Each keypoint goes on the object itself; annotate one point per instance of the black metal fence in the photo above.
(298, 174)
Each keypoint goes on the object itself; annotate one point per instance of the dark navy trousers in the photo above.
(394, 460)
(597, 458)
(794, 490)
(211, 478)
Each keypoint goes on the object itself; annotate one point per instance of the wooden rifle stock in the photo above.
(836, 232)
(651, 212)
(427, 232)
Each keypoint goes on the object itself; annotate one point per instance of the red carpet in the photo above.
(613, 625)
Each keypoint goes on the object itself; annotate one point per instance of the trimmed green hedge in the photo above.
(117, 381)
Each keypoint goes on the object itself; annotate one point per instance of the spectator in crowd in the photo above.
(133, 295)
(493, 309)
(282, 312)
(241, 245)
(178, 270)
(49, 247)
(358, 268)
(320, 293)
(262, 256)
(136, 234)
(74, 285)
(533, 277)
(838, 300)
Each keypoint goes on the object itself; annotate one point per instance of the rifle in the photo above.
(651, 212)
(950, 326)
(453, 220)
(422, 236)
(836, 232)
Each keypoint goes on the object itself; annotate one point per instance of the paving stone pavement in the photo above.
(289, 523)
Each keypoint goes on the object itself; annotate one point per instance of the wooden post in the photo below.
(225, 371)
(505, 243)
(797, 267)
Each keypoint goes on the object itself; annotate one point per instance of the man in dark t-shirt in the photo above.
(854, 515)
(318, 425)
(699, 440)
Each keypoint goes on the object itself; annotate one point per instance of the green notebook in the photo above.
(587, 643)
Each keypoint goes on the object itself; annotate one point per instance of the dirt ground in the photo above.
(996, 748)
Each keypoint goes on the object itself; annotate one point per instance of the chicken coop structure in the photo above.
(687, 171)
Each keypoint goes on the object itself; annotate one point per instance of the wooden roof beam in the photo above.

☆ ☆ ☆ ☆ ☆ ☆ ☆

From the first line to the last, output the records word for word.

Each keypoint goes on the object itself; annotate one point per instance of the black metal fence in the photo above.
(298, 174)
Each keypoint goes on the object itself; annotate one point per instance of the dark navy trousers in the photo above.
(394, 460)
(597, 458)
(794, 490)
(211, 478)
Each keypoint goes on the object itself; annotate one point per instance of the wooden rifle stock in the photo above.
(836, 232)
(651, 212)
(427, 232)
Each keypoint goes on the object itself; annotate one point per instance of the red carpet in the photo above.
(613, 625)
Each keypoint goes on the object itself; annotate one point per instance of the trimmed green hedge in the photo above.
(117, 381)
Each keypoint goes on the object itself; annotate one point per instance of the spectator in crowd in the photo above.
(133, 295)
(493, 309)
(282, 312)
(241, 245)
(178, 270)
(49, 247)
(358, 268)
(320, 293)
(262, 256)
(136, 234)
(74, 285)
(533, 277)
(838, 300)
Each keypoint goes on the object itself; annotate one point per instance of the rifle in the photo above.
(651, 212)
(950, 326)
(453, 220)
(422, 236)
(836, 232)
Each keypoint goes on the object itself; annotate one point per instance of the paving stone pavement in the photo above.
(289, 523)
Each keypoint goes on the object itself; annotate one point per instance of the wooden post in the photo below.
(225, 371)
(505, 243)
(797, 267)
Each keypoint goes on the object itself; annotate one point per instance of the man in dark t-shirt in the photo above.
(854, 515)
(318, 425)
(699, 440)
Each keypoint goes on the object itself; annotate one point per instance of the green notebook in the photo above.
(587, 643)
Each keypoint goes on the object itself; annotate one point per instance of the dirt ground in the photo above.
(996, 748)
Each keypoint goes on the object itself; annotate one point per instance of the chicken coop structure in the photo above.
(687, 171)
Each keypoint goes on the object itself; annotate one point per instance of the wooden roof beam in the photo above.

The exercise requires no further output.